Exercise:
Reprint each record exactly. Pictures are not reprinted.

Records from a data source:
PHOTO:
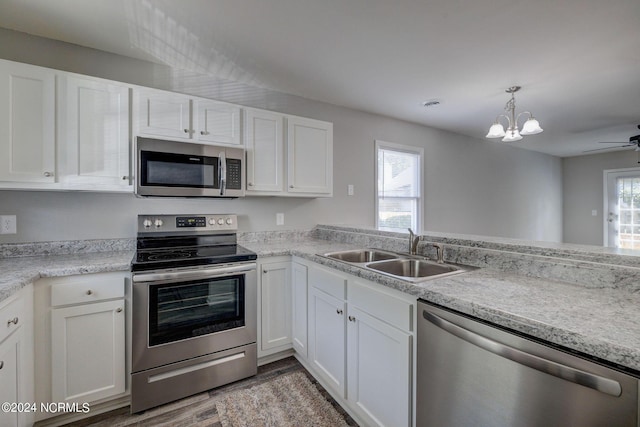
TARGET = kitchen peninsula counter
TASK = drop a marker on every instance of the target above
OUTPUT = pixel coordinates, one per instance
(600, 321)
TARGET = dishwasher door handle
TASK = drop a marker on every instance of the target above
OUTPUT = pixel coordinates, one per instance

Task solution:
PHOTO:
TARGET = kitchen peninsula counter
TASK = drop a marker on every instance of the target above
OUTPUT = pixel coordinates, one per instance
(600, 321)
TARGET = dishwasher door handle
TASK = drop a marker on every instance of the target above
OUTPUT = pixel coordinates, one per instance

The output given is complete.